Saved entries
════════

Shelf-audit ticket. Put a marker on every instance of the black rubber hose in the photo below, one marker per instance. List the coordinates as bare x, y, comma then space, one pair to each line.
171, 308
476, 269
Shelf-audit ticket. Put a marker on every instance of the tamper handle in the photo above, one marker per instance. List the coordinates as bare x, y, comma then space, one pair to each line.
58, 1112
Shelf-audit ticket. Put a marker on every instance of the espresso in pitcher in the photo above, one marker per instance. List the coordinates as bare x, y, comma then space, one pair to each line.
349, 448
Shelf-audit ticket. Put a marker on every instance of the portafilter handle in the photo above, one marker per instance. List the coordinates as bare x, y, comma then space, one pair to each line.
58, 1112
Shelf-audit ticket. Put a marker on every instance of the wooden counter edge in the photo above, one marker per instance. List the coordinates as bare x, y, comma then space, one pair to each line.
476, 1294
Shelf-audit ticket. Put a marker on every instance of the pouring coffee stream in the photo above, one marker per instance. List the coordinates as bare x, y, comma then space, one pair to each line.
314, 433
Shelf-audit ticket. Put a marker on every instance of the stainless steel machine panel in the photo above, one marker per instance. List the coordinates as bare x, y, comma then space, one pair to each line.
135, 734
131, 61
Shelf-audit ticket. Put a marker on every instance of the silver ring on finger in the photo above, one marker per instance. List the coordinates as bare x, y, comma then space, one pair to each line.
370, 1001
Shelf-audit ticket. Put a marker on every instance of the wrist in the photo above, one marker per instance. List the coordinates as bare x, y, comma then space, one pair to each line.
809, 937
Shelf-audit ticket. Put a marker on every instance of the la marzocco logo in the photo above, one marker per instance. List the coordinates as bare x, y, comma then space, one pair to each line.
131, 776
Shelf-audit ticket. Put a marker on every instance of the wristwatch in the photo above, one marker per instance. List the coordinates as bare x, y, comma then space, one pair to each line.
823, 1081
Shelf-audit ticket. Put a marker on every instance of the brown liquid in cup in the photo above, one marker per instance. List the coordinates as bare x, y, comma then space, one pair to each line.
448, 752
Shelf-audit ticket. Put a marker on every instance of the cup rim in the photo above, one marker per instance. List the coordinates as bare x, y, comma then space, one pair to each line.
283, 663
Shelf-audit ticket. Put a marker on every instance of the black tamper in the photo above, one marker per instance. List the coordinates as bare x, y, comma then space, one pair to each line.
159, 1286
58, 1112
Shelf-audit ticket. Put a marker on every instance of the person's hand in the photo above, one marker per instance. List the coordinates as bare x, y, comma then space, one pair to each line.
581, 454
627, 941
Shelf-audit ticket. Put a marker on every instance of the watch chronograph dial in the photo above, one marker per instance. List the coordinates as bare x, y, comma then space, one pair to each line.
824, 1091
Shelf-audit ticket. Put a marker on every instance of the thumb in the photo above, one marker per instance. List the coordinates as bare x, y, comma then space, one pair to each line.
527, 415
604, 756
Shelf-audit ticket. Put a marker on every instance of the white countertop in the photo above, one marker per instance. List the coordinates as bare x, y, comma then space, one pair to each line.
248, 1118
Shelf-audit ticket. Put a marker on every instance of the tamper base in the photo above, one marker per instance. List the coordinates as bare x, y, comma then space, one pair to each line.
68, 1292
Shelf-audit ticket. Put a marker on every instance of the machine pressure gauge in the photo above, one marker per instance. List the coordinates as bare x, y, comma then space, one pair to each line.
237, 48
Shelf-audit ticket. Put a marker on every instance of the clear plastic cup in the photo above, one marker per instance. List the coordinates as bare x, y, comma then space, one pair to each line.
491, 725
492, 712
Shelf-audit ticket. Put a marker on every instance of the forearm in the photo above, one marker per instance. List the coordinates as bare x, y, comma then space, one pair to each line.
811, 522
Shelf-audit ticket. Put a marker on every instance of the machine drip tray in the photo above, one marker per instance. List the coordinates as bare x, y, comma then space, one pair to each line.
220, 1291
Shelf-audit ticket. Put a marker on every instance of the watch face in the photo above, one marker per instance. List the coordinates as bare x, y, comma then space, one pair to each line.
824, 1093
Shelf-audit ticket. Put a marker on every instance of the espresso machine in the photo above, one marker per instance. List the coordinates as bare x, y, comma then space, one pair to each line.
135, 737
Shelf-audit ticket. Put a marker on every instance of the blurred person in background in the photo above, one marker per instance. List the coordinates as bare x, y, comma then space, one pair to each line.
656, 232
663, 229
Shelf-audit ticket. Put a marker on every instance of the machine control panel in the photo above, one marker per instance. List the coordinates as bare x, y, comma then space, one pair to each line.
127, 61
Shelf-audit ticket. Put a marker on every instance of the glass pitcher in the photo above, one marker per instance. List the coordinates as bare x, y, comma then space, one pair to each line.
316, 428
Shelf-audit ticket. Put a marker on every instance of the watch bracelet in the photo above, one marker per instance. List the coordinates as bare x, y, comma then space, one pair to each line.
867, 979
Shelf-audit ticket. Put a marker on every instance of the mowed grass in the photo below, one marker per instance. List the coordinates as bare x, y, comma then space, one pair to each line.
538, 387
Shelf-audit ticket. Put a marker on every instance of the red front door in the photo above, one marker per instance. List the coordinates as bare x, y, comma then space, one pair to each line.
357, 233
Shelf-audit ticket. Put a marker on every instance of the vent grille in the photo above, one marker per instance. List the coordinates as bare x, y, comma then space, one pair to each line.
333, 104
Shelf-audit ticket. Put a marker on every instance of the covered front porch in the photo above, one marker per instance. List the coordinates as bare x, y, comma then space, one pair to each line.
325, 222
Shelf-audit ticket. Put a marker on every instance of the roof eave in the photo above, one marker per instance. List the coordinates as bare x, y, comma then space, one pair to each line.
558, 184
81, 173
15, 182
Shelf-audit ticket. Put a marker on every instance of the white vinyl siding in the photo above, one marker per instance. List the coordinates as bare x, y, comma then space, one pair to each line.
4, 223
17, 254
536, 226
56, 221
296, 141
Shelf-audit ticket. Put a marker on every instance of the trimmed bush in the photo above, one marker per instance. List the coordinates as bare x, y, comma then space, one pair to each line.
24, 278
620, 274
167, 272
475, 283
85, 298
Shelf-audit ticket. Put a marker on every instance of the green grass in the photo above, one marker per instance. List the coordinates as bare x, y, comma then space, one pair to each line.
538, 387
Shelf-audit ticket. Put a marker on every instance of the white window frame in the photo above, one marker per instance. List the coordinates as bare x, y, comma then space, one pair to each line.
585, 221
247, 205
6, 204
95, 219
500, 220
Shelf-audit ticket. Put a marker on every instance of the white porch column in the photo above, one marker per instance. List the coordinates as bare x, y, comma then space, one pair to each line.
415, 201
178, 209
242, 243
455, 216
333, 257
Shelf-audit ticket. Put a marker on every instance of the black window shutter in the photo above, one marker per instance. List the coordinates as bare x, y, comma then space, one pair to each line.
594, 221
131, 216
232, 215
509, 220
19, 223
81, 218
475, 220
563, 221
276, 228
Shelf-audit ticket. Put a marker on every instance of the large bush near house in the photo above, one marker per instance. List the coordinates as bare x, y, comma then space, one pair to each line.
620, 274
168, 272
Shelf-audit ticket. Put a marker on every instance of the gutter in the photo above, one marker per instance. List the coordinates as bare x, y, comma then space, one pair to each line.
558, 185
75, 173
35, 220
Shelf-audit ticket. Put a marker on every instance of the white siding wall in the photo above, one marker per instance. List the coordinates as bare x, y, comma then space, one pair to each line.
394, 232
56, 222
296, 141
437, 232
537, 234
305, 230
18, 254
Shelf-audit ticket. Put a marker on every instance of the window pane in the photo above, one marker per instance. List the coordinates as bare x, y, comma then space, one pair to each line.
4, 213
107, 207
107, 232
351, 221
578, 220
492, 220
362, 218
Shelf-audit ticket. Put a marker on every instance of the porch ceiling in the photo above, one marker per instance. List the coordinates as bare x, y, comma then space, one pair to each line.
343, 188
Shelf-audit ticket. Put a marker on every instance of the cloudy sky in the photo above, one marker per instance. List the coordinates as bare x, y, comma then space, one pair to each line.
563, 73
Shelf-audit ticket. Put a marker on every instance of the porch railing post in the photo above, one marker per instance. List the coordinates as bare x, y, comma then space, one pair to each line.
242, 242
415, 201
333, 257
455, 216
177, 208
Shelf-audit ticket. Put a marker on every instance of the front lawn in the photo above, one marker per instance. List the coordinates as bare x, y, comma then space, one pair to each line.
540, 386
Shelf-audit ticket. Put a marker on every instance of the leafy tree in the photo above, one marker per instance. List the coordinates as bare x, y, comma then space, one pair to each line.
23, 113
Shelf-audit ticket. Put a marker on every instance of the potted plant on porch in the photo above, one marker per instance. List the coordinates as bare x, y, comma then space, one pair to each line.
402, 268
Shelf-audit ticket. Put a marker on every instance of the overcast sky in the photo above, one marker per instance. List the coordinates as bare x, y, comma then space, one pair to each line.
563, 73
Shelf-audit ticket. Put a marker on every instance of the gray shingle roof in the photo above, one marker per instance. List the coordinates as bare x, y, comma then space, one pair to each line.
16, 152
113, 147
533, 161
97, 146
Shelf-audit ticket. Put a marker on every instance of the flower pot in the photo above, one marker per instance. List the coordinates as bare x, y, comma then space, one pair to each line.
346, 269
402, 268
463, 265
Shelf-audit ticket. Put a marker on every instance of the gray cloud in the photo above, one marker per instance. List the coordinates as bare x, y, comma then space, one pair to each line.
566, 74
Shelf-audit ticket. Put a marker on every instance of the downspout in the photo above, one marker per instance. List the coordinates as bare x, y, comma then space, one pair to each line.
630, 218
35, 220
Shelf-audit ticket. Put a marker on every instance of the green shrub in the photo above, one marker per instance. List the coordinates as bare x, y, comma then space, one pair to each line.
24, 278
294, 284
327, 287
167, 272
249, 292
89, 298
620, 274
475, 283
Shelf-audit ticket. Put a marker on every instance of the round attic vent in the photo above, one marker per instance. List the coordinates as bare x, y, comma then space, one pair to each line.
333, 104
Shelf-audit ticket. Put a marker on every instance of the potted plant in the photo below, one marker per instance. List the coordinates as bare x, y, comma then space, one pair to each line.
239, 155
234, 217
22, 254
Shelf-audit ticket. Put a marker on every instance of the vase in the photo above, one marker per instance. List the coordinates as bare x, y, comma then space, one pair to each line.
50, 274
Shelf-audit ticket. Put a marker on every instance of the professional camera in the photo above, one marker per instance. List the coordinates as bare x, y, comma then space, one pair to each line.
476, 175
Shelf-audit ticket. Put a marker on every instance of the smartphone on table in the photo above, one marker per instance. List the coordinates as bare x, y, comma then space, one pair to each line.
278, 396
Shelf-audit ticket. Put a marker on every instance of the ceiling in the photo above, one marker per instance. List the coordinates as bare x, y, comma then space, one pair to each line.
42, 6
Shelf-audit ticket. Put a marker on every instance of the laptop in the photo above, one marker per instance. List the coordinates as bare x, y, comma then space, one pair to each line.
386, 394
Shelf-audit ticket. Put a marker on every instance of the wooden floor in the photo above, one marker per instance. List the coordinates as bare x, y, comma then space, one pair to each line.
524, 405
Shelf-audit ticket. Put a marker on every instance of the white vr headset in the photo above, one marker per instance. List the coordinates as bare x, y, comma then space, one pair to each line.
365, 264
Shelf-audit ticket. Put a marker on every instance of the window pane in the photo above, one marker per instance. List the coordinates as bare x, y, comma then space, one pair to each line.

════════

= AIM OF THE EXERCISE =
Express the lines of the records above as a JSON list of strings, one string per line, omitting blank lines. Begin at the line that contains "of the ceiling" and continue through the final line of the records.

= RESPONSE TO THE EXERCISE =
[
  "Shelf-audit ticket. Put a marker on every instance of the ceiling in the photo above, one marker per instance. List the coordinates as bare x, y, comma then space, one pair to each line.",
  "42, 6",
  "Shelf-audit ticket. Put a marker on every instance of the laptop in the photo above, one marker per instance. List the coordinates as bare x, y, comma then space, one pair to each line.",
  "386, 394",
  "Shelf-audit ticket. Put a marker on every instance of the wooden floor in the photo above, one marker per instance. List the coordinates as bare x, y, comma then space, one pair to each line.",
  "524, 405",
  "Shelf-audit ticket. Put a marker on every instance of the white vr headset in the photo above, one marker per instance. List the coordinates as bare x, y, comma then space, one pair to each line.",
  "365, 264",
  "Shelf-audit ticket. Put a marker on every instance of the window pane in the photo above, one marker per instance. List the coordinates as bare x, y, comma then space, one pair to each line."
]